> **Required work**
Please put the stretch of items below, from the line containing "of the gloved" through the line containing "pixel 485 561", into a two-column CSV with the headers text and answer, one row per item. Wrap each field in quotation marks and replace any line breaks inside a field with spaces.

> **Data for the task**
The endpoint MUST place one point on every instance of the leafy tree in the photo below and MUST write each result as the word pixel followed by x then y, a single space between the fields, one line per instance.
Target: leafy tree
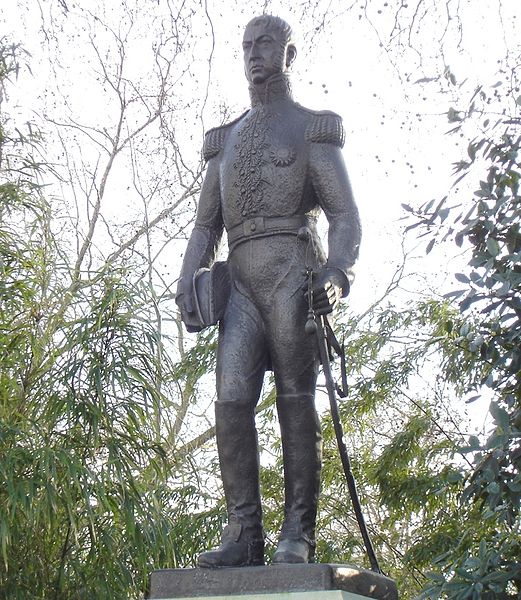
pixel 92 493
pixel 484 562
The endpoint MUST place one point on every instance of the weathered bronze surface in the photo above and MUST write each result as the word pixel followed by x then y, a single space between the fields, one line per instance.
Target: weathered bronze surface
pixel 270 174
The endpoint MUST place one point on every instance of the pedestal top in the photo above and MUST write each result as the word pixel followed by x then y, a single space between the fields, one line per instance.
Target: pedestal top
pixel 193 583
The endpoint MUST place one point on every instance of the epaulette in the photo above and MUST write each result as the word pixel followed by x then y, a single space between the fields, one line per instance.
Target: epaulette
pixel 325 127
pixel 214 139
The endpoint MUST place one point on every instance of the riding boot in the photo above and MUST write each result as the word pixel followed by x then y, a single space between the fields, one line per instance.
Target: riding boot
pixel 302 453
pixel 242 542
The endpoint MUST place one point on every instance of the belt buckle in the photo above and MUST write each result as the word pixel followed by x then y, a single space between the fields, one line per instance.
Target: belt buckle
pixel 254 226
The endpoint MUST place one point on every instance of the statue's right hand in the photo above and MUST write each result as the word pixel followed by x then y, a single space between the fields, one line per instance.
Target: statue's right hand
pixel 185 302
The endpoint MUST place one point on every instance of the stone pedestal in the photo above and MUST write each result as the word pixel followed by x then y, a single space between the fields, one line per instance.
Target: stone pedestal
pixel 274 582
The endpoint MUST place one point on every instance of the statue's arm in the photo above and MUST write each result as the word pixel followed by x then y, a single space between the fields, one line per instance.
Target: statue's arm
pixel 203 243
pixel 333 189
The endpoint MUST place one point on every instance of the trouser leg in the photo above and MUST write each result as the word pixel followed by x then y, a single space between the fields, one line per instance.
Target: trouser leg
pixel 302 452
pixel 241 360
pixel 242 539
pixel 295 365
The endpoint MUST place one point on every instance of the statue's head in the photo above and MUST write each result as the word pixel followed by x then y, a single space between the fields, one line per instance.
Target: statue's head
pixel 268 48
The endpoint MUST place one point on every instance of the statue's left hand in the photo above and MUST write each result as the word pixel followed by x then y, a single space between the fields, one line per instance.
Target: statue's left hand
pixel 328 286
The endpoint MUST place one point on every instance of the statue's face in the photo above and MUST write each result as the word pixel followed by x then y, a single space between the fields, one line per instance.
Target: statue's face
pixel 264 53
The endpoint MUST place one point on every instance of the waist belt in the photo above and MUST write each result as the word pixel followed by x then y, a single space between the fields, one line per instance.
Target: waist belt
pixel 263 226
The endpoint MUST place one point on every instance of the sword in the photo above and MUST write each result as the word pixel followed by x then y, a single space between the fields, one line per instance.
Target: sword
pixel 317 324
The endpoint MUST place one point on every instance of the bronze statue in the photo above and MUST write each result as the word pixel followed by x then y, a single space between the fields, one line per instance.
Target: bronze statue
pixel 270 173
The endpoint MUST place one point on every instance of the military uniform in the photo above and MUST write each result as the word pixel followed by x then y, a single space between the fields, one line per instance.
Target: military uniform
pixel 270 173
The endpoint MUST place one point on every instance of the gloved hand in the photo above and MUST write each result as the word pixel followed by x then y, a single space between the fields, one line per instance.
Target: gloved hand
pixel 185 301
pixel 329 284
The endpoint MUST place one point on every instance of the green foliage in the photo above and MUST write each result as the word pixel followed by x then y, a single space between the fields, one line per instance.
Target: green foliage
pixel 90 498
pixel 485 561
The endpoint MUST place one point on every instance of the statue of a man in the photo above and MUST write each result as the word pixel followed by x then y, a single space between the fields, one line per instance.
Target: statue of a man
pixel 270 173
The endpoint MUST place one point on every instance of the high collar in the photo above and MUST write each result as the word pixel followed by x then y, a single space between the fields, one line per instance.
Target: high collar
pixel 276 87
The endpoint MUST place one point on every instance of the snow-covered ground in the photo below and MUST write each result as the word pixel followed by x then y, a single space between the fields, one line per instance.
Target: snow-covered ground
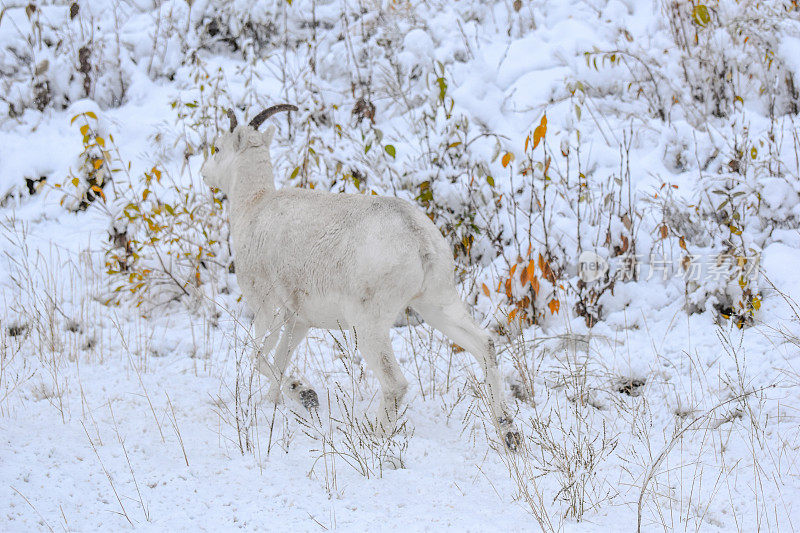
pixel 663 402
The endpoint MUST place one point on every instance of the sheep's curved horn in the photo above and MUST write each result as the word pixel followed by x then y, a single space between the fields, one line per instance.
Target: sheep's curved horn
pixel 232 117
pixel 268 112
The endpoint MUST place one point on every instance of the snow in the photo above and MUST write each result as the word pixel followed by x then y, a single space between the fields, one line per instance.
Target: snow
pixel 116 417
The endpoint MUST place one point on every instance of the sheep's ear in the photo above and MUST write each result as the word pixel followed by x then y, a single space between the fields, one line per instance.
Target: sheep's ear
pixel 268 135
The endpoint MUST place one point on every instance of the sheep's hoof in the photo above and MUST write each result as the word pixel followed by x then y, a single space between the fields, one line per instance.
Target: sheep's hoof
pixel 309 399
pixel 305 395
pixel 513 440
pixel 512 437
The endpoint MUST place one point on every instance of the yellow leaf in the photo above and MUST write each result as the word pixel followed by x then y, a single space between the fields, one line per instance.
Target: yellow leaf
pixel 511 315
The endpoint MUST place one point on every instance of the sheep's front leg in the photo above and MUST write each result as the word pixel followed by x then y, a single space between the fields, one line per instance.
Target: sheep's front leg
pixel 376 347
pixel 264 342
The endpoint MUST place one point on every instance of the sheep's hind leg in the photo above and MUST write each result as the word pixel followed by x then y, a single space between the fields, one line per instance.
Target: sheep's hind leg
pixel 454 321
pixel 293 334
pixel 266 343
pixel 376 348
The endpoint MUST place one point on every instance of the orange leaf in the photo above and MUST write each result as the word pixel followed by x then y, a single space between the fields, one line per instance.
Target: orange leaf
pixel 547 272
pixel 486 290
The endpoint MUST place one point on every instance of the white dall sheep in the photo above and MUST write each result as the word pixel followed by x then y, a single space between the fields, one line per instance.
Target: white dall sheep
pixel 307 258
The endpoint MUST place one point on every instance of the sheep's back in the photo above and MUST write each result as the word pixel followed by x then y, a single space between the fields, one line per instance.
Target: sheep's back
pixel 333 257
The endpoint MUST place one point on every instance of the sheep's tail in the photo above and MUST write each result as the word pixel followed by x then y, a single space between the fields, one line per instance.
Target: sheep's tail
pixel 429 249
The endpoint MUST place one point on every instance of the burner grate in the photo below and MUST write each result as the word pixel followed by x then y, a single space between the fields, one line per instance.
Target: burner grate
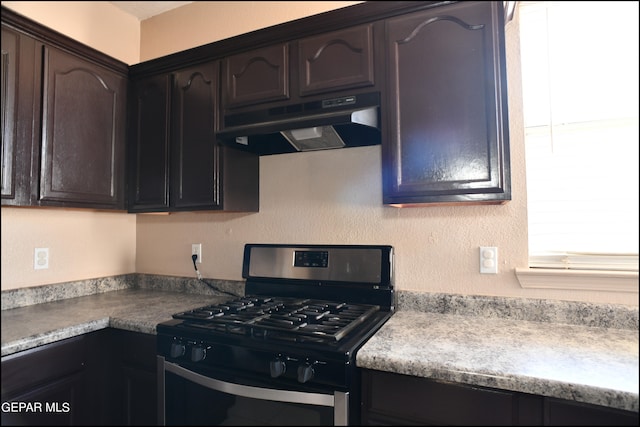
pixel 280 318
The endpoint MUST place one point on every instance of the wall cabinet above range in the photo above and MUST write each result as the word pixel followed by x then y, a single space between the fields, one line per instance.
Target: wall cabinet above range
pixel 328 62
pixel 447 136
pixel 175 163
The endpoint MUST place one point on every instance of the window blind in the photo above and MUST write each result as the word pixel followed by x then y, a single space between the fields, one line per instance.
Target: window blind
pixel 580 106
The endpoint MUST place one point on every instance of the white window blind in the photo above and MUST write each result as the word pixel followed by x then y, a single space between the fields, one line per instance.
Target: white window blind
pixel 580 98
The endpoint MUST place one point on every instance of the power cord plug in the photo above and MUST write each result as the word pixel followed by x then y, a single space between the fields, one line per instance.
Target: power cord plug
pixel 194 257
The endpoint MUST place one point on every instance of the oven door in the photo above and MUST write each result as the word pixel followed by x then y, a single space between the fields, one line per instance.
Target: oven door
pixel 190 398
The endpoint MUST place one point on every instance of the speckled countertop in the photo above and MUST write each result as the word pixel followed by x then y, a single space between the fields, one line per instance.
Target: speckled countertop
pixel 587 364
pixel 138 310
pixel 575 351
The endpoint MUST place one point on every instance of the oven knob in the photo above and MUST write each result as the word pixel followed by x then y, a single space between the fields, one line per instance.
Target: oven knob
pixel 177 349
pixel 277 368
pixel 305 373
pixel 198 353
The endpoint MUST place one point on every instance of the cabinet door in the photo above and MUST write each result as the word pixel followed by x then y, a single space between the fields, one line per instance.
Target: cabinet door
pixel 338 60
pixel 50 378
pixel 447 135
pixel 134 393
pixel 258 76
pixel 83 133
pixel 149 144
pixel 396 399
pixel 20 104
pixel 195 159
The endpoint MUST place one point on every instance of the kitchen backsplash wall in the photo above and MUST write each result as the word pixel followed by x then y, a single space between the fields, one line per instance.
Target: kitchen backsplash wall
pixel 315 197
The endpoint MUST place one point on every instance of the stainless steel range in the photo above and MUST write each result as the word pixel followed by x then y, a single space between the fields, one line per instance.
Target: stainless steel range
pixel 284 354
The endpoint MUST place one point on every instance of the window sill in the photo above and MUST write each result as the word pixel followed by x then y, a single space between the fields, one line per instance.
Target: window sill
pixel 588 280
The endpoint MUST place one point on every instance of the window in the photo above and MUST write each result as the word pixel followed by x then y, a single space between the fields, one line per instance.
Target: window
pixel 580 106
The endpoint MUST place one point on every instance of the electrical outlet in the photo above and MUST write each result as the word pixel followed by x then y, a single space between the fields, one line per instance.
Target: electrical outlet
pixel 41 258
pixel 488 260
pixel 196 249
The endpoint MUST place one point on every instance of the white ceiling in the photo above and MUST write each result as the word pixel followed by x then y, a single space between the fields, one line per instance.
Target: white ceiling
pixel 146 9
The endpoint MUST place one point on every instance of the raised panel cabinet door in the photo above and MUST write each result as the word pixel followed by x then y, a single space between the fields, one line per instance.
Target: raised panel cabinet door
pixel 150 144
pixel 258 76
pixel 447 114
pixel 19 103
pixel 83 133
pixel 337 60
pixel 195 171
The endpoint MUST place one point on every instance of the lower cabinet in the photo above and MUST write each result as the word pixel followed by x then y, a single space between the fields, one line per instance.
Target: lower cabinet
pixel 46 385
pixel 395 399
pixel 106 377
pixel 133 396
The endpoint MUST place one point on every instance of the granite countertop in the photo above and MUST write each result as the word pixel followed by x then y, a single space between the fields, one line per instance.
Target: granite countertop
pixel 138 310
pixel 588 364
pixel 554 356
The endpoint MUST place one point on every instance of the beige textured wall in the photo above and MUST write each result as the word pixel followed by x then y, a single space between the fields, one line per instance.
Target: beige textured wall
pixel 82 245
pixel 98 24
pixel 335 196
pixel 203 22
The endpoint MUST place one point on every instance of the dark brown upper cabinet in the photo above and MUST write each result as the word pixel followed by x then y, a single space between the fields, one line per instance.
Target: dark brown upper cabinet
pixel 341 59
pixel 19 111
pixel 294 71
pixel 447 137
pixel 175 163
pixel 256 77
pixel 64 112
pixel 83 133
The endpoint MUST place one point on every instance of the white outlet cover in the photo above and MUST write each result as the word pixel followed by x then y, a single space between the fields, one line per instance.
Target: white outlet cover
pixel 41 258
pixel 488 260
pixel 196 249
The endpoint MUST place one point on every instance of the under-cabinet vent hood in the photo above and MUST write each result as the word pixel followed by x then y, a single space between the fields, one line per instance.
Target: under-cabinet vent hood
pixel 349 121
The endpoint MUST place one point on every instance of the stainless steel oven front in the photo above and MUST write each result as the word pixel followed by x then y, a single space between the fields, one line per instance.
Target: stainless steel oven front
pixel 191 398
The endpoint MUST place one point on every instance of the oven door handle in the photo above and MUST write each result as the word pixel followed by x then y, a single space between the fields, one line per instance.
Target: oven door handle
pixel 250 391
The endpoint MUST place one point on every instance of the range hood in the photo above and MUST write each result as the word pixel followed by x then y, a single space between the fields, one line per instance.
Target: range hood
pixel 349 121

> **Result of the task**
text,answer
"The endpoint MUST place one point on every instance of the gloved hand in the photo above and MUST write each result as the word pixel followed by x then y, a single space between the fields, one line per instance. Target: gloved hand","pixel 185 301 pixel 329 284"
"The endpoint MUST place one point on every instance of the green foliage in the photo above and MUST write each result as the word pixel followed by x then y, a single space between the fields, one line per instance. Target: green foliage","pixel 90 498 pixel 485 561"